* START *

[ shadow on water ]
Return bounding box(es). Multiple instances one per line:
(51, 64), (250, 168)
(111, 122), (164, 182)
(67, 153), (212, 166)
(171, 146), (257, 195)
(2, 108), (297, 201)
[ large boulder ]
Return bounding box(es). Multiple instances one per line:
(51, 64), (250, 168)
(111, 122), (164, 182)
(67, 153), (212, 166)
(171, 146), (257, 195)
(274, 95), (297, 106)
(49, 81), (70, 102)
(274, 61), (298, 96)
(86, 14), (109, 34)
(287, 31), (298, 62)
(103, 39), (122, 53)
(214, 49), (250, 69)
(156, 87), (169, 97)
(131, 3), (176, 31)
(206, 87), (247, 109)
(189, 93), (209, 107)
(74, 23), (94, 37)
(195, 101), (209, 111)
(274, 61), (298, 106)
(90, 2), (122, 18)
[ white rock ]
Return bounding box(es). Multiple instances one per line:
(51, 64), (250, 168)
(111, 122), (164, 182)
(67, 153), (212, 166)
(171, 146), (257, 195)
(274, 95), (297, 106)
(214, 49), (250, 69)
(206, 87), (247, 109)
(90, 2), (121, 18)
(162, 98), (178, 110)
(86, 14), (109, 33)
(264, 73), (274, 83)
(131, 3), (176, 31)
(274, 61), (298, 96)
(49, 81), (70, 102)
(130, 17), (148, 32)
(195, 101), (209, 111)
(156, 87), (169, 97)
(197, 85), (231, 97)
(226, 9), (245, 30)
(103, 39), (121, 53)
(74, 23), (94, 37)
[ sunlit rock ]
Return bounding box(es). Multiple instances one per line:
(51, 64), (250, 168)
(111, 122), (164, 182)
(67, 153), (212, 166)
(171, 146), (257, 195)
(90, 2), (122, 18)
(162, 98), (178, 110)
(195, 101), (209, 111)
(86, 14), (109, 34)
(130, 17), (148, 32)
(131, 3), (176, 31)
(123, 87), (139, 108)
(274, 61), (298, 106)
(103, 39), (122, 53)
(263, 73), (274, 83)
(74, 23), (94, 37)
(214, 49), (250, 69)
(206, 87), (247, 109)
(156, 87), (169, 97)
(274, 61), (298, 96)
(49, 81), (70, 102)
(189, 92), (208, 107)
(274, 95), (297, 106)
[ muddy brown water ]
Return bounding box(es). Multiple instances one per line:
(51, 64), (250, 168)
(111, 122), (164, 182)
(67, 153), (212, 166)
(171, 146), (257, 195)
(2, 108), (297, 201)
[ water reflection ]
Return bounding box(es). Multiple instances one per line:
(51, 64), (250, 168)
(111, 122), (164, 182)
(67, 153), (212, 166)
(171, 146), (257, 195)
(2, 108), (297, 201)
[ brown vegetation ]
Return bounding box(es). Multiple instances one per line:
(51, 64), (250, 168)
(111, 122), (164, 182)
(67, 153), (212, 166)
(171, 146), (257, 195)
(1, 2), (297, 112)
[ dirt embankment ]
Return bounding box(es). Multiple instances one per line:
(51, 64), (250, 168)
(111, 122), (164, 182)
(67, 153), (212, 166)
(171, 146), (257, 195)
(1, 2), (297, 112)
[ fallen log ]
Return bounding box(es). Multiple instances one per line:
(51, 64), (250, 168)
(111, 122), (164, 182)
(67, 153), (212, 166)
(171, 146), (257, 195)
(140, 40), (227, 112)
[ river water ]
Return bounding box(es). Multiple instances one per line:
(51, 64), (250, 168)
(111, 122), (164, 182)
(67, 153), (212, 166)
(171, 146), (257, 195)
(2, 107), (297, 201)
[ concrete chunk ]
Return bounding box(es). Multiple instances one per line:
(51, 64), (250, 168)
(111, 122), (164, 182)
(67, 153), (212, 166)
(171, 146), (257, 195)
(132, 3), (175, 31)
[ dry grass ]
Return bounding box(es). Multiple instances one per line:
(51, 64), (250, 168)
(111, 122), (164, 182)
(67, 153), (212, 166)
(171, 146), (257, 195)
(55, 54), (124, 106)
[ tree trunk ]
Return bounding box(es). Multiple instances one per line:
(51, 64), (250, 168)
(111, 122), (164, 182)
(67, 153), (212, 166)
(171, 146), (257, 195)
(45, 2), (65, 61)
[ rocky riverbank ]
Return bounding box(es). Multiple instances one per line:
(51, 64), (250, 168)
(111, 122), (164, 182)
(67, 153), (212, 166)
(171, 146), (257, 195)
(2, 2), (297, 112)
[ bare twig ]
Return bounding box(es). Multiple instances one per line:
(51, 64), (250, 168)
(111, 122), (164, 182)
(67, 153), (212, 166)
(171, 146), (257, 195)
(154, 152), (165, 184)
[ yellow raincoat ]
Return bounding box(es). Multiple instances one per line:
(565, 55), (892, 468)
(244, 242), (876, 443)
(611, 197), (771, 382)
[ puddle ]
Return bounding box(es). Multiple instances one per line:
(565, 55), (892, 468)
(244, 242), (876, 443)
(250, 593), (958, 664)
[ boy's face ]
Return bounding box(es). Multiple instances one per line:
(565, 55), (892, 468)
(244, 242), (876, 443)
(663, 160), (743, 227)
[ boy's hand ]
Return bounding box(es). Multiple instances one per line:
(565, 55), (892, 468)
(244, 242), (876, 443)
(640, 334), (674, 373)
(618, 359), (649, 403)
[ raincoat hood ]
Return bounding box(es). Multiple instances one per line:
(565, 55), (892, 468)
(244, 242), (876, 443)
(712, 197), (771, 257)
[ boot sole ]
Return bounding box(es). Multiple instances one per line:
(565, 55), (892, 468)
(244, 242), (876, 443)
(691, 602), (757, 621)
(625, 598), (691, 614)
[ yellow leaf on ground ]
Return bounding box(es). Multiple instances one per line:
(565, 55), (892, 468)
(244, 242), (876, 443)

* END *

Write out all of the records above again, swapping "one per line" for "each on its own line" everywhere it appears and leaving everything else unchanged.

ANSWER TO THIS TASK
[ shadow on water ]
Return bounding box(es). Multiple instances each on its own line:
(51, 64), (250, 168)
(111, 122), (164, 182)
(67, 153), (212, 166)
(171, 146), (257, 195)
(2, 108), (297, 201)
[ large boulder ]
Return bounding box(es). Multiple instances each on its own line:
(51, 64), (250, 168)
(111, 122), (164, 182)
(67, 153), (212, 166)
(171, 146), (257, 195)
(274, 95), (297, 106)
(49, 81), (70, 102)
(274, 61), (298, 96)
(86, 14), (109, 34)
(287, 31), (298, 62)
(103, 39), (122, 53)
(214, 49), (250, 69)
(156, 87), (169, 97)
(131, 3), (176, 31)
(206, 87), (247, 109)
(189, 93), (209, 107)
(74, 23), (94, 37)
(195, 101), (209, 111)
(274, 61), (298, 106)
(90, 2), (122, 18)
[ white rock ]
Return bounding box(es). Multiple instances each on its own line:
(51, 64), (250, 168)
(111, 122), (164, 182)
(67, 153), (212, 166)
(171, 146), (257, 195)
(274, 95), (297, 106)
(214, 49), (250, 69)
(206, 87), (247, 109)
(90, 2), (121, 18)
(162, 98), (178, 110)
(86, 14), (109, 33)
(264, 73), (274, 83)
(131, 3), (176, 31)
(274, 61), (298, 96)
(49, 81), (70, 102)
(130, 17), (148, 32)
(195, 101), (209, 111)
(156, 87), (169, 97)
(197, 85), (231, 97)
(226, 9), (245, 30)
(103, 39), (121, 53)
(74, 23), (94, 37)
[ sunlit rock ]
Return bounding box(es). Multiple instances each on its own line:
(51, 64), (250, 168)
(111, 122), (164, 182)
(67, 153), (212, 166)
(171, 146), (257, 195)
(90, 2), (122, 18)
(162, 98), (178, 110)
(195, 101), (209, 111)
(86, 14), (109, 34)
(130, 17), (148, 32)
(131, 3), (176, 31)
(123, 87), (139, 108)
(274, 61), (298, 106)
(103, 39), (122, 53)
(263, 73), (274, 83)
(74, 23), (94, 37)
(214, 49), (250, 69)
(206, 87), (247, 109)
(156, 87), (169, 97)
(274, 61), (298, 96)
(49, 81), (70, 102)
(189, 92), (208, 107)
(274, 95), (297, 106)
[ muddy brown water ]
Return bounding box(es). Multiple instances each on its own line:
(51, 64), (250, 168)
(111, 122), (164, 182)
(67, 153), (212, 166)
(171, 146), (257, 195)
(2, 108), (297, 201)
[ water reflection ]
Return bounding box(es). Multiple instances each on its own line:
(51, 64), (250, 168)
(111, 122), (164, 182)
(67, 153), (212, 166)
(171, 146), (257, 195)
(2, 108), (297, 201)
[ brown vegetation ]
Return bounding box(es). Multiple instances each on its own line:
(51, 64), (250, 168)
(111, 122), (164, 182)
(67, 153), (212, 166)
(171, 146), (257, 195)
(1, 2), (297, 112)
[ dirt embankment ]
Return bounding box(es). Multiple instances each on its own line:
(51, 64), (250, 168)
(111, 122), (164, 182)
(67, 153), (212, 166)
(171, 146), (257, 195)
(1, 2), (297, 112)
[ fallen log ]
Return bounding box(es). Multiple instances each on its own line:
(51, 64), (250, 168)
(111, 122), (164, 182)
(67, 153), (212, 166)
(171, 146), (257, 195)
(140, 40), (227, 112)
[ river water ]
Return bounding box(es). Multiple instances each on its own line:
(51, 64), (250, 168)
(111, 122), (164, 182)
(67, 153), (212, 166)
(171, 146), (257, 195)
(2, 107), (297, 201)
[ concrete chunk ]
Return bounding box(es). Multiple instances each on its own line:
(51, 64), (250, 168)
(111, 122), (164, 182)
(67, 153), (212, 166)
(171, 146), (257, 195)
(132, 3), (175, 31)
[ dry grass ]
Return bounding box(es). Multiple instances each on its own line:
(51, 64), (250, 168)
(111, 122), (164, 182)
(67, 153), (212, 166)
(171, 146), (257, 195)
(55, 54), (124, 106)
[ tree trunk ]
Return bounding box(es). Multiple instances each on its own line:
(51, 64), (250, 168)
(111, 122), (164, 182)
(67, 153), (212, 166)
(171, 146), (257, 195)
(45, 2), (65, 61)
[ rocky riverbank ]
Return bounding box(es). Multiple instances each on its own line:
(51, 64), (250, 168)
(111, 122), (164, 182)
(67, 153), (212, 166)
(171, 146), (257, 195)
(2, 2), (297, 112)
[ bare twig ]
Return bounding box(es). Multiple instances each on its own line:
(51, 64), (250, 168)
(111, 122), (164, 182)
(67, 153), (212, 166)
(171, 146), (257, 195)
(154, 152), (165, 184)
[ yellow raincoat ]
Return bounding box(es). Multiple instances each on its own line:
(565, 55), (892, 468)
(244, 242), (876, 443)
(611, 197), (771, 382)
[ puddle ]
Return bounding box(es). Multiple instances each on its own line:
(565, 55), (892, 468)
(244, 242), (876, 443)
(250, 593), (958, 664)
[ boy's face ]
Return bounding box(es). Multiple instances each on its own line:
(565, 55), (892, 468)
(244, 242), (876, 443)
(663, 160), (743, 227)
[ boy's hand ]
Return bounding box(es). Multiple instances each on its own line:
(565, 55), (892, 468)
(244, 242), (876, 443)
(640, 334), (674, 373)
(618, 359), (649, 403)
[ raincoat hood ]
Return bounding box(es). Multiple instances each on its own line:
(565, 55), (892, 468)
(244, 242), (876, 443)
(712, 197), (771, 257)
[ boot sole ]
Return bounding box(es). Multiple instances each on its own line:
(565, 55), (892, 468)
(244, 242), (876, 443)
(691, 602), (757, 621)
(625, 598), (691, 614)
[ yellow leaf on ground ]
Return bounding box(es). Multiple instances each on its own line:
(565, 55), (892, 468)
(244, 242), (876, 443)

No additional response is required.